>> Begin DATA FOR THIS TASK
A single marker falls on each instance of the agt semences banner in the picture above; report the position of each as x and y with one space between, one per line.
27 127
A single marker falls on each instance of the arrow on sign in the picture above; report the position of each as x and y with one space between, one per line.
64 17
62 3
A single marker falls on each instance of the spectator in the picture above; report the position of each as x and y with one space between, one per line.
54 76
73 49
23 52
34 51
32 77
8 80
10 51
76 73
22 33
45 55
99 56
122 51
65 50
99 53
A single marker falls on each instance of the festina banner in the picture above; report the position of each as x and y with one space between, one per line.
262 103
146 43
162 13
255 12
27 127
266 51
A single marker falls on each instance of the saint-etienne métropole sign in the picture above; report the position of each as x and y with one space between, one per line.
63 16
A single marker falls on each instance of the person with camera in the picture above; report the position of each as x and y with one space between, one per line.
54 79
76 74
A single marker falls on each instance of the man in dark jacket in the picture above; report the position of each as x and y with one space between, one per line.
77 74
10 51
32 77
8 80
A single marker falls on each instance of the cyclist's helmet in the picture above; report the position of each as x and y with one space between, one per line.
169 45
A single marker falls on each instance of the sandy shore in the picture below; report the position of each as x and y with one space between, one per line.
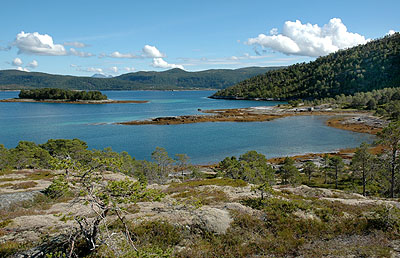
108 101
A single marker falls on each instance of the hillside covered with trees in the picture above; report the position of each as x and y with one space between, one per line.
60 94
375 65
170 79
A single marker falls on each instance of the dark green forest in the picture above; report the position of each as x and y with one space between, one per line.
170 79
375 65
61 94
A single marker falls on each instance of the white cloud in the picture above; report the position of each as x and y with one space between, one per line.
147 52
88 69
152 52
114 69
75 44
19 68
74 52
129 69
17 62
92 70
117 54
5 48
35 43
160 63
33 64
273 31
309 40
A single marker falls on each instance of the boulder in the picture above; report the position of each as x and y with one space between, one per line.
212 220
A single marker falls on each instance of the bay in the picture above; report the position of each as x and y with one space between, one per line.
204 143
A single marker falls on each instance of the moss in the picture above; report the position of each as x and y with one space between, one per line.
24 185
5 223
11 247
157 233
40 175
>> End DATA FOR THIS TASK
:: GOAL OF THE EXERCISE ::
Print all of the material above verbatim, omitting the pictures.

:: TASK RESPONSE ::
A single marker falls on each instance of the agt semences banner in the picture above; report the position of each as x and y with one space between, one per line.
27 127
A single marker falls on each instance of the arrow on sign in the picture above; report the position of each as x and y with one space between, one per line.
64 17
62 3
A single marker falls on each instance of the spectator in the picture above; report the position of each as x and y with one space between, one per line.
54 76
73 49
23 52
34 51
32 77
8 80
10 51
76 73
22 33
45 55
99 56
122 51
65 50
99 53
A single marker falls on each instance of the festina banner in the picture above; report the position of each as x and y with one space between, one per line.
262 103
146 43
162 13
255 12
27 127
266 51
A single marker falls on each instance of the saint-etienne métropole sign in the picture above; report the position of each as x and y with one space between, one per line.
63 16
A single marker falls on each instance of the person with camera in the picture above; report the position of each as x and y with one space between, one per line.
54 79
76 74
A single marker falls on each instance of the man in dark jacket in the picture above; report the position of each as x and y with one space between, one per line.
77 74
10 51
32 77
8 80
A single marker falls on each instance of the cyclist's helmet in the picture above; report the position of each as x and y with one space between, one per line.
169 45
A single marker falls on each instance of the sandy shore in the picture below; report the position of each as x and y with one space between, one per line.
108 101
A single marker falls on each instance of the hillside covered with trees in the picture above; report the position of each as x and y with one space between, one per line.
60 94
375 65
170 79
A single marker falls on each instance of the dark green forest in the picture above; report the position of each as x and y with one space between, one per line.
170 79
375 65
61 94
A single marker falls on each instance of the white cloud in the picture above; report the position of each as x and y with one space between, one per line.
147 52
88 69
152 52
114 69
75 44
19 68
74 52
129 69
17 62
92 70
117 54
5 48
35 43
160 63
33 64
273 31
309 40
A single marker falls on each instance of the boulder in the picture above; report the position of each as x and y with one space between, one per line.
212 220
A single marker falls on each instance of the bay in the picture above; report the position of each as x and y with one space between, one per line.
204 143
A single marker falls on each instance of the moss in the picture above; report the position of each as x and y with one space between, one per line.
24 185
5 223
11 247
157 233
40 175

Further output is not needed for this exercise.